*Compiti scritti*.
1. Nel testo riportato, chi fondò e comandò le Squadre d'assalto?
2. Quali sono tutti i soprannomi delle S.A. citati nel testo riportato?
3. Riproduci alla lettera il passo del testo riportato che va da "Di Archivio Antifascista" fino a "anti-borghese del nazionalsocialismo.".

══ Testo riportato ══

Recensione di: David Bernardini, Nazionalbolscevismo. Piccola storia del rossobrunismo in Europa, Milano, Shake, 2020, pp. 176, 14 euro.
Di Archivio Antifascista
Il rosso e il bruno. Erano questi i colori dominanti del primo nazismo (contrazione lessicale di nazionalsocialismo): il rosso della bandiera con la svastica, ideata da Hitler per evocare il socialismo, e il bruno delle uniformi delle S.A. (Sturmabteilung), la prima organizzazione armata paramilitare del partito nazista. Le Squadre d’assalto, fondate e comandate da Ernst Röhm, furono infatti note anche come “camicie brune” o “armata bruna”, ma vennero pure soprannominate sezioni “bistecca”, ossia brune fuori e rosse dentro, non solo perché vi aderirono in maggioranza lavoratori industriali e agricoli [circa il 62%][1] – tra i quali numerosi ex comunisti o ex socialdemocratici – ma in quanto attraversate da una concezione marcatamente anti-borghese del nazionalsocialismo.
Oltre che tra gli squadristi della S.A., era infatti convinzione diffusa nella “sinistra” del nazionalsocialismo che fosse necessaria una “seconda rivoluzione” che portasse alla liquidazione dei privilegi dei ceti borghesi, dei banchieri e della dinastia imperiale, entrando in conflitto con Hitler per la sua politica subalterna al capitalismo industriale, tanto da essere accusato di tradimento.

═══
══ Sezione dati ══

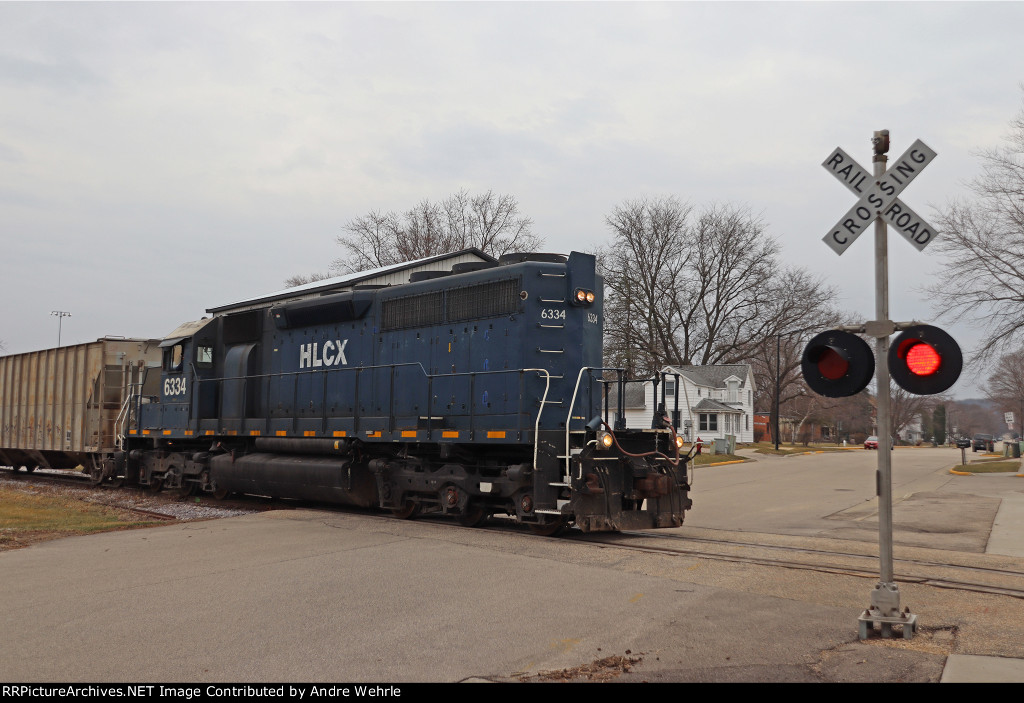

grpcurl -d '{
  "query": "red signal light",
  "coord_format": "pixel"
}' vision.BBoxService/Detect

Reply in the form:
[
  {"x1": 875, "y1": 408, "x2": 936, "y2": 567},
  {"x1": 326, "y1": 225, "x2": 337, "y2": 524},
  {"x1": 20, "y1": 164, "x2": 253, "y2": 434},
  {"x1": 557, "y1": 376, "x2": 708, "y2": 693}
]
[
  {"x1": 906, "y1": 343, "x2": 942, "y2": 376},
  {"x1": 889, "y1": 324, "x2": 964, "y2": 395}
]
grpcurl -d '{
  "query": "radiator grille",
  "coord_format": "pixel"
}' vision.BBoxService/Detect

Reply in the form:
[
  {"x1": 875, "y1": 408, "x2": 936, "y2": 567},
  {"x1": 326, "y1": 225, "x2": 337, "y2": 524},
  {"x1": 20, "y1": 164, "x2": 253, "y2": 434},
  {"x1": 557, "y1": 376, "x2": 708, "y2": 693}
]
[{"x1": 381, "y1": 278, "x2": 520, "y2": 329}]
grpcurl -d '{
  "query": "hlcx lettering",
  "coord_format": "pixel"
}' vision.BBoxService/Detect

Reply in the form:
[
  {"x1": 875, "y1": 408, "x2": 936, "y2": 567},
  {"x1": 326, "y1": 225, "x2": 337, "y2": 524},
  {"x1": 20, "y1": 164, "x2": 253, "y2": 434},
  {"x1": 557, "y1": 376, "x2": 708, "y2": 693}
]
[{"x1": 299, "y1": 340, "x2": 348, "y2": 368}]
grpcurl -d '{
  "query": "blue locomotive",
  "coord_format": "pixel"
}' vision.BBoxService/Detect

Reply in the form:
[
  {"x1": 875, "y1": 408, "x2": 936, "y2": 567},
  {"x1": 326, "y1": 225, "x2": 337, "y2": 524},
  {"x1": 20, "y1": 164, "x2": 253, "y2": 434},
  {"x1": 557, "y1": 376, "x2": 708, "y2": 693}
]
[{"x1": 119, "y1": 252, "x2": 691, "y2": 534}]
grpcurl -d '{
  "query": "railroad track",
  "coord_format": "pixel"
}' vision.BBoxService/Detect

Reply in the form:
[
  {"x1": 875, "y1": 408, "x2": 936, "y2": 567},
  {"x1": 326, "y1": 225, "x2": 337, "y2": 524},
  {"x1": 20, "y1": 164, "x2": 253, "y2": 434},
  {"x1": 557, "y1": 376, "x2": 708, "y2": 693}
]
[
  {"x1": 9, "y1": 464, "x2": 1024, "y2": 600},
  {"x1": 574, "y1": 531, "x2": 1024, "y2": 599}
]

═══

*Risultati per compito*.
1. Ernst Röhm.

2. "Camicie brune", "armata bruna" e sezioni "bistecca".

3.
Di Archivio Antifascista
Il rosso e il bruno. Erano questi i colori dominanti del primo nazismo (contrazione lessicale di nazionalsocialismo): il rosso della bandiera con la svastica, ideata da Hitler per evocare il socialismo, e il bruno delle uniformi delle S.A. (Sturmabteilung), la prima organizzazione armata paramilitare del partito nazista. Le Squadre d’assalto, fondate e comandate da Ernst Röhm, furono infatti note anche come “camicie brune” o “armata bruna”, ma vennero pure soprannominate sezioni “bistecca”, ossia brune fuori e rosse dentro, non solo perché vi aderirono in maggioranza lavoratori industriali e agricoli [circa il 62%][1] – tra i quali numerosi ex comunisti o ex socialdemocratici – ma in quanto attraversate da una concezione marcatamente anti-borghese del nazionalsocialismo.